[Coordinate annotation records]
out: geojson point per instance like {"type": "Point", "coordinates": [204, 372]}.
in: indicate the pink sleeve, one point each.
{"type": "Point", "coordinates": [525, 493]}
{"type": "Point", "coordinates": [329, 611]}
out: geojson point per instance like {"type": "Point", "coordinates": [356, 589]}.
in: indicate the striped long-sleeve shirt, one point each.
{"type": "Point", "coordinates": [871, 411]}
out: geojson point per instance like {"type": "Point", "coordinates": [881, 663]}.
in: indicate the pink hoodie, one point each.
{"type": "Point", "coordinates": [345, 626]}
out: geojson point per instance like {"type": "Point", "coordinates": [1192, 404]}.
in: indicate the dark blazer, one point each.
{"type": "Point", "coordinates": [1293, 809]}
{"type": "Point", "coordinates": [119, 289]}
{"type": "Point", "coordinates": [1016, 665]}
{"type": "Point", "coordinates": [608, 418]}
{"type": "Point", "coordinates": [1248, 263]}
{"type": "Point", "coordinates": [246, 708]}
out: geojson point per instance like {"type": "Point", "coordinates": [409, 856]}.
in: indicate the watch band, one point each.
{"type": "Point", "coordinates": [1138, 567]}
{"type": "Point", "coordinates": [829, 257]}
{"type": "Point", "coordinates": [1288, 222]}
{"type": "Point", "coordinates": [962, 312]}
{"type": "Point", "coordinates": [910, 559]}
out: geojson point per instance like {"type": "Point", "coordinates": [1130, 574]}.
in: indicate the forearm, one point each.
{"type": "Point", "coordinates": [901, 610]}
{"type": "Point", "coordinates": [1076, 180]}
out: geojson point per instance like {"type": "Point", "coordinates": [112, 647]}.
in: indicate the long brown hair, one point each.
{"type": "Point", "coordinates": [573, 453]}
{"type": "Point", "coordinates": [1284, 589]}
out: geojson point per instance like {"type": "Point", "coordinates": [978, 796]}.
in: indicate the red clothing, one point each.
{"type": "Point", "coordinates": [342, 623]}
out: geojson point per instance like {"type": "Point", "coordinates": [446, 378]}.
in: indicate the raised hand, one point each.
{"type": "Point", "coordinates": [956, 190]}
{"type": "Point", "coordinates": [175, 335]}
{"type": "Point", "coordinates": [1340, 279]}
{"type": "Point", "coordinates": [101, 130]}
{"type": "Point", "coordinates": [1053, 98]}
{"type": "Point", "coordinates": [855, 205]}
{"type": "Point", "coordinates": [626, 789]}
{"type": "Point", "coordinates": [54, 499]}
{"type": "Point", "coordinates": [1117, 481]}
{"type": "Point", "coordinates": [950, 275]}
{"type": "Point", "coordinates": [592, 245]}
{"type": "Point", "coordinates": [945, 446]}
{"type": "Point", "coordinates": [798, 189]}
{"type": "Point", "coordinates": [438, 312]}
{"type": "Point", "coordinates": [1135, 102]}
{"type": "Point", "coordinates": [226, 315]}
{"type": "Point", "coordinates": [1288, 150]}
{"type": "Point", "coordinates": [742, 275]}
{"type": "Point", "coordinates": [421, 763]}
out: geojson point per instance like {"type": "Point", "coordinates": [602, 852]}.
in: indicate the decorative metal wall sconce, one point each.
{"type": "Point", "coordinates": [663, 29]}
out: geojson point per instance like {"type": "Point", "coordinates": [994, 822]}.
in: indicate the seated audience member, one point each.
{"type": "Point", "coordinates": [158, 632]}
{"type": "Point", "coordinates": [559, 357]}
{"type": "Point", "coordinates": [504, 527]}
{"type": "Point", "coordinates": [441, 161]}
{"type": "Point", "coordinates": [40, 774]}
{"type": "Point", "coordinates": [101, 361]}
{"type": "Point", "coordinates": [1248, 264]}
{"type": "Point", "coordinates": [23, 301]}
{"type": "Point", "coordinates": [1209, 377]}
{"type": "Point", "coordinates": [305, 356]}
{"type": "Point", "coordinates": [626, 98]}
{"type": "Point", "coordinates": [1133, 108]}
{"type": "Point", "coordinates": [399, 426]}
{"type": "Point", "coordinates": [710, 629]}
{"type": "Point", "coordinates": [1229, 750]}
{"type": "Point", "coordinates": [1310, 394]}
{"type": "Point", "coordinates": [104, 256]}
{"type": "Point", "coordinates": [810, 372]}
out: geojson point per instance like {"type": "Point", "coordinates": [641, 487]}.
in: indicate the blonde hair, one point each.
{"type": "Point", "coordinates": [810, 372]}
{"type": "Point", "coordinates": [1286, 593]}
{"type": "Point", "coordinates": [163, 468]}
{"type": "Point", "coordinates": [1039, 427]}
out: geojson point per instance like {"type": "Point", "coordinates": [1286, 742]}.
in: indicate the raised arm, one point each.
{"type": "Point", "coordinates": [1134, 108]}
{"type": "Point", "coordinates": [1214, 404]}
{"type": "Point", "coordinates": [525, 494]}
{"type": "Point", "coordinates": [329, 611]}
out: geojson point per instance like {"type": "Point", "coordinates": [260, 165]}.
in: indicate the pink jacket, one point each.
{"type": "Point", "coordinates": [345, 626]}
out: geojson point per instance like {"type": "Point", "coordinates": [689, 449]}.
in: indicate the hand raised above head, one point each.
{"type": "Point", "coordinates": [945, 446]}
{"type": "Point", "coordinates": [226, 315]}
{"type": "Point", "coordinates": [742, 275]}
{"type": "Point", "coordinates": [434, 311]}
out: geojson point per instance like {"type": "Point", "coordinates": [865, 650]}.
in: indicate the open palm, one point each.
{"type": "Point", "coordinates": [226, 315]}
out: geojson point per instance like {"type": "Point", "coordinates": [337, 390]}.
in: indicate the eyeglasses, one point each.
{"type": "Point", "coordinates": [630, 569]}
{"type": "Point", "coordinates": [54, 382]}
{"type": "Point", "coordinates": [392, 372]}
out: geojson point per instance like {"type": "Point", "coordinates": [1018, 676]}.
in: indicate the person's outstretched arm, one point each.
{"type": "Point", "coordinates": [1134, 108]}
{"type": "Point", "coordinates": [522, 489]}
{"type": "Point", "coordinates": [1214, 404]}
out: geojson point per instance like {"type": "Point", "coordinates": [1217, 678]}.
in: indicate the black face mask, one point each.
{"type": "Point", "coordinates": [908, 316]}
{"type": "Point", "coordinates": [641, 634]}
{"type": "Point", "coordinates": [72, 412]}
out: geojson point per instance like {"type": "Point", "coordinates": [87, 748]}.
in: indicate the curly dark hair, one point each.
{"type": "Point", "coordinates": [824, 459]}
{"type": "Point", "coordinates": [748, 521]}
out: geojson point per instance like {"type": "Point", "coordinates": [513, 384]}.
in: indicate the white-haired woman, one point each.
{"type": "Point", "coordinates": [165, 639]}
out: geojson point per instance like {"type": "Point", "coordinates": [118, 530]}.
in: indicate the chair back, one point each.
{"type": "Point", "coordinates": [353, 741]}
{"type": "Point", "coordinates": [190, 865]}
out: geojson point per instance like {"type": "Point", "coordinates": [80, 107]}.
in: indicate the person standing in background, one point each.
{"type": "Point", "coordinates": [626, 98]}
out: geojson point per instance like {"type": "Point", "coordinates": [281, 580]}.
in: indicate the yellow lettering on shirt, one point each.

§ Work to do: Copy all the records above precisely.

§ Reply:
out: geojson point per instance like {"type": "Point", "coordinates": [204, 372]}.
in: indicate the pink sleeve, one point each.
{"type": "Point", "coordinates": [525, 493]}
{"type": "Point", "coordinates": [329, 611]}
out: geojson point per instance like {"type": "Point", "coordinates": [356, 589]}.
in: indicate the striped long-sleeve shirt, one point each.
{"type": "Point", "coordinates": [871, 411]}
out: geojson point per instance like {"type": "Point", "coordinates": [881, 663]}.
in: indicate the pink hoodie, one point each.
{"type": "Point", "coordinates": [345, 626]}
out: geojson point per instance like {"type": "Point", "coordinates": [1192, 404]}.
in: indicate the dark blazer, one point each.
{"type": "Point", "coordinates": [1293, 809]}
{"type": "Point", "coordinates": [119, 289]}
{"type": "Point", "coordinates": [1016, 665]}
{"type": "Point", "coordinates": [608, 418]}
{"type": "Point", "coordinates": [1248, 263]}
{"type": "Point", "coordinates": [246, 708]}
out: geojson point per instance like {"type": "Point", "coordinates": [409, 856]}.
in: indicate the watch band, one point each.
{"type": "Point", "coordinates": [1138, 567]}
{"type": "Point", "coordinates": [829, 257]}
{"type": "Point", "coordinates": [1288, 222]}
{"type": "Point", "coordinates": [962, 312]}
{"type": "Point", "coordinates": [910, 559]}
out: geojson point per instance like {"type": "Point", "coordinates": [1130, 574]}.
in: indicate the forearm, one point each.
{"type": "Point", "coordinates": [901, 610]}
{"type": "Point", "coordinates": [1076, 180]}
out: geojson point per instance like {"type": "Point", "coordinates": [112, 647]}.
in: indicate the long brown hair, one point each.
{"type": "Point", "coordinates": [573, 453]}
{"type": "Point", "coordinates": [1284, 589]}
out: geojson point per instance like {"type": "Point", "coordinates": [978, 796]}.
in: indicate the red clothing, one point each.
{"type": "Point", "coordinates": [342, 623]}
out: geojson point per instance like {"type": "Point", "coordinates": [446, 378]}.
in: indicate the raised hand, one point each.
{"type": "Point", "coordinates": [956, 190]}
{"type": "Point", "coordinates": [175, 335]}
{"type": "Point", "coordinates": [1340, 279]}
{"type": "Point", "coordinates": [101, 130]}
{"type": "Point", "coordinates": [1053, 98]}
{"type": "Point", "coordinates": [855, 205]}
{"type": "Point", "coordinates": [626, 789]}
{"type": "Point", "coordinates": [54, 499]}
{"type": "Point", "coordinates": [1117, 481]}
{"type": "Point", "coordinates": [950, 275]}
{"type": "Point", "coordinates": [592, 245]}
{"type": "Point", "coordinates": [945, 446]}
{"type": "Point", "coordinates": [798, 189]}
{"type": "Point", "coordinates": [438, 312]}
{"type": "Point", "coordinates": [1135, 102]}
{"type": "Point", "coordinates": [226, 315]}
{"type": "Point", "coordinates": [1288, 150]}
{"type": "Point", "coordinates": [742, 275]}
{"type": "Point", "coordinates": [421, 763]}
out: geojson point per instance like {"type": "Point", "coordinates": [602, 852]}.
in: indicate the decorative metal wall sconce, one point each.
{"type": "Point", "coordinates": [663, 29]}
out: geojson point per instance like {"type": "Point", "coordinates": [994, 822]}.
in: indicate the seated audience member, one point each.
{"type": "Point", "coordinates": [158, 632]}
{"type": "Point", "coordinates": [559, 357]}
{"type": "Point", "coordinates": [504, 527]}
{"type": "Point", "coordinates": [441, 161]}
{"type": "Point", "coordinates": [40, 774]}
{"type": "Point", "coordinates": [101, 361]}
{"type": "Point", "coordinates": [1248, 264]}
{"type": "Point", "coordinates": [23, 301]}
{"type": "Point", "coordinates": [1209, 377]}
{"type": "Point", "coordinates": [305, 356]}
{"type": "Point", "coordinates": [626, 98]}
{"type": "Point", "coordinates": [1133, 108]}
{"type": "Point", "coordinates": [399, 426]}
{"type": "Point", "coordinates": [710, 629]}
{"type": "Point", "coordinates": [1229, 750]}
{"type": "Point", "coordinates": [1310, 394]}
{"type": "Point", "coordinates": [104, 256]}
{"type": "Point", "coordinates": [810, 372]}
out: geojson point per instance like {"type": "Point", "coordinates": [641, 487]}.
in: indicate the blonde hair, one point each.
{"type": "Point", "coordinates": [810, 372]}
{"type": "Point", "coordinates": [1286, 593]}
{"type": "Point", "coordinates": [163, 468]}
{"type": "Point", "coordinates": [1039, 427]}
out: geojson point per instance like {"type": "Point", "coordinates": [1286, 742]}.
in: indicate the raised arm, one point each.
{"type": "Point", "coordinates": [1134, 108]}
{"type": "Point", "coordinates": [1214, 404]}
{"type": "Point", "coordinates": [525, 494]}
{"type": "Point", "coordinates": [329, 611]}
out: geojson point per instance like {"type": "Point", "coordinates": [260, 165]}.
in: indicate the pink jacket, one point each.
{"type": "Point", "coordinates": [345, 626]}
out: geojson point per instance like {"type": "Point", "coordinates": [689, 449]}.
in: indicate the hand raised above head, one point each.
{"type": "Point", "coordinates": [945, 446]}
{"type": "Point", "coordinates": [226, 315]}
{"type": "Point", "coordinates": [742, 275]}
{"type": "Point", "coordinates": [434, 311]}
out: geojson point per instance like {"type": "Point", "coordinates": [865, 650]}.
in: indicate the open palm, one point each.
{"type": "Point", "coordinates": [226, 315]}
out: geojson point per instance like {"type": "Point", "coordinates": [337, 390]}.
in: indicate the eyeglasses, one point each.
{"type": "Point", "coordinates": [630, 569]}
{"type": "Point", "coordinates": [54, 382]}
{"type": "Point", "coordinates": [392, 372]}
out: geojson point per instance like {"type": "Point", "coordinates": [1018, 676]}.
in: indicate the person's outstretched arm, one point each.
{"type": "Point", "coordinates": [1134, 108]}
{"type": "Point", "coordinates": [522, 489]}
{"type": "Point", "coordinates": [1214, 404]}
out: geojson point per instance like {"type": "Point", "coordinates": [1217, 678]}.
in: indicate the black face mask, one point each.
{"type": "Point", "coordinates": [908, 316]}
{"type": "Point", "coordinates": [641, 634]}
{"type": "Point", "coordinates": [72, 412]}
out: geojson point per instance like {"type": "Point", "coordinates": [87, 748]}.
in: indicate the curly dark hair, one point each.
{"type": "Point", "coordinates": [824, 459]}
{"type": "Point", "coordinates": [748, 521]}
out: geojson point per instance like {"type": "Point", "coordinates": [513, 384]}.
in: indicate the white-haired woman, one point each.
{"type": "Point", "coordinates": [165, 639]}
out: geojson point per instance like {"type": "Point", "coordinates": [118, 530]}.
in: indicate the chair back, one point each.
{"type": "Point", "coordinates": [353, 741]}
{"type": "Point", "coordinates": [190, 865]}
out: geojson point per instance like {"type": "Point", "coordinates": [80, 107]}.
in: indicate the person standing in background, one point each.
{"type": "Point", "coordinates": [626, 98]}
out: geojson point per instance like {"type": "Point", "coordinates": [281, 580]}.
in: indicate the yellow lettering on shirt, one point each.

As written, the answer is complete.